» **Selected passage**
The east coast of the US is going to be hit with a one-two punch.
The powerful winter storm currently walloping the northeast, is bringing heavy snow, high winds, and blizzard conditions. Forecasters referred to it as a “bomb cyclone” because of its rapid drop in atmospheric pressure, which causes the system to intensify quickly.
And it’s not over when the storm passes: It’s pulling in a brutal blast of air via the polar vortex that will plunge already-icy temperatures in the eastern US to record lows tomorrow (Jan. 6) and throughout the weekend.
The National Oceanic and Atmospheric Administration (NOAA) expects the storm’s pressure to keep dropping, possibly to as low as 950 millibars, making it one of the strongest winter storms in recent memory.
As the storm system moves north, a front of bitterly cold air from the Arctic will move in to take its place, plunging temperatures to 40 degrees below normal across the mid-Atlantic states and the northeast.
The cold air is a product of the polar vortex, the weather phenomena that results from the large pocket of cold air circulating around the North Pole interacting with the polar jet stream, causing it to break its shape and split. When this happens, the jet stream pushes swaths of arctic air south, resulting in colder-than-normal winter temperatures.

» **Short exercise 1**
Translate this sentence from the bomb cyclone article into Spanish: "As the storm system moves north, a front of bitterly cold air from the Arctic will move in to take its place, plunging temperatures to 40 degrees below normal across the mid-Atlantic states and the northeast."
» **Short exercise 2**
Extract from the bomb cyclone article the passage starting with "The east coast" and going on through "to intensify quickly.", copied word for word.
» **Short exercise 3**
Extend the bomb cyclone article by writing what comes next after its final sentence.

» **Supplied entries**

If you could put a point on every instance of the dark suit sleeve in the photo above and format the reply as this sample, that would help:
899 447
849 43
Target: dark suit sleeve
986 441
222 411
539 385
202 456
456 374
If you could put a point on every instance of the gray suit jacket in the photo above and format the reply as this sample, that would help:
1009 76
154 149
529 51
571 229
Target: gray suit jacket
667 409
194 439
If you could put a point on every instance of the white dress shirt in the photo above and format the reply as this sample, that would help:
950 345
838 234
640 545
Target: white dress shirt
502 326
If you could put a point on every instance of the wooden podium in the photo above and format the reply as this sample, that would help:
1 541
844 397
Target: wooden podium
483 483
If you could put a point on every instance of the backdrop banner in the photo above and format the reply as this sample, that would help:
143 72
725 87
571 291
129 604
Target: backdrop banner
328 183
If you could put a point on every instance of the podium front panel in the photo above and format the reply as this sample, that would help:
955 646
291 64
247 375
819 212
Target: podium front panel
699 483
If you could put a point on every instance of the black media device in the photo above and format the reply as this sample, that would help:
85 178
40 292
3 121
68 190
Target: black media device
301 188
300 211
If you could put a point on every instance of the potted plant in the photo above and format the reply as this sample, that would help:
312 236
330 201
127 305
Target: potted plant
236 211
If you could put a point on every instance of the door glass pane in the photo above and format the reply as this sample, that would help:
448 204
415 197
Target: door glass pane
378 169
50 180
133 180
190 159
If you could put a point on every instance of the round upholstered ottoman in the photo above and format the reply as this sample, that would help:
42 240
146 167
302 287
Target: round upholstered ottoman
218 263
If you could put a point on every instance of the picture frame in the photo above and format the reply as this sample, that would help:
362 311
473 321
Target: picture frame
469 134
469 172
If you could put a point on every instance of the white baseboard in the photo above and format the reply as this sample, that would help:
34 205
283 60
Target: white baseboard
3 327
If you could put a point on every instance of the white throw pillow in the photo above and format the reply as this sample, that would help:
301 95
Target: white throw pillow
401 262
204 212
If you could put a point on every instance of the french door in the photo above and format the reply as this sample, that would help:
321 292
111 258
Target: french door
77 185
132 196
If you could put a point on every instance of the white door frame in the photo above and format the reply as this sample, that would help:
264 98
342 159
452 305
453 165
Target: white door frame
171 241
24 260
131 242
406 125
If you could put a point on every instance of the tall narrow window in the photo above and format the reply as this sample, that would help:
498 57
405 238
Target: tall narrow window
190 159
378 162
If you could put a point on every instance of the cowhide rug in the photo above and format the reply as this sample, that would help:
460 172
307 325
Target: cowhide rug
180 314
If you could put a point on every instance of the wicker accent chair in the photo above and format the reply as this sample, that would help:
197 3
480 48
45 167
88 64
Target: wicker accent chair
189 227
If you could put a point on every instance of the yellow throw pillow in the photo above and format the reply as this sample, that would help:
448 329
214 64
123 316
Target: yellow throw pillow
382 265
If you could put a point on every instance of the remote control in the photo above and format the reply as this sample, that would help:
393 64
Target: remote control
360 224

» **Output 1**
A medida que el sistema de tormentas avanza hacia el norte, un frente de aire extremadamente frío procedente del Ártico llegará para ocupar su lugar, haciendo que las temperaturas desciendan 40 grados por debajo de lo normal en los estados del Atlántico medio y el noreste.

» **Output 2**
The east coast of the US is going to be hit with a one-two punch.
The powerful winter storm currently walloping the northeast, is bringing heavy snow, high winds, and blizzard conditions. Forecasters referred to it as a “bomb cyclone” because of its rapid drop in atmospheric pressure, which causes the system to intensify quickly.

» **Output 3**
The vortex is represented in the gif below by the swirling purple mass, which shows forecasted temperatures as low as -21°F.
The rapid change in pressure from a bomb cyclone draws cold air in quickly, creating icy temperatures in its wake.
Wind-chill warnings, watches, and advisories are in effect through most of the midwest, south, and northeast. The cold front is expected to break records throughout the east. The state of New Hampshire could be colder than Mars, with a forecasted low of -35° F on Mount Washington (vs. a high of -2°F on that other planet).
The National Weather Service (NWS) expects the current storm to “continue to rapidly intensify” as it moves up the east coast. Strong, damaging winds could down trees and power lines, which may lead to widespread power outages just as the polar vortex moves in.
Snow has fallen at a rate of about an inch per hour—parts of Virginia received 8.5 inches overnight, Atlantic City, NJ could see as much as 18, and New England is forecast to get up to 12. Winds as high as 77 mph (the strength of a category-1 hurricane) were reported in eastern North Carolina. Thousands of customers have already lost power in Virginia.
Blizzard warnings are in effect from Virginia to Maine, and winter weather advisories for most of the eastern coast. (You can find the forecast and specific warnings for a particular area here.) Forecasters expects the storm to track north-northeast and then remain over Canada into tomorrow.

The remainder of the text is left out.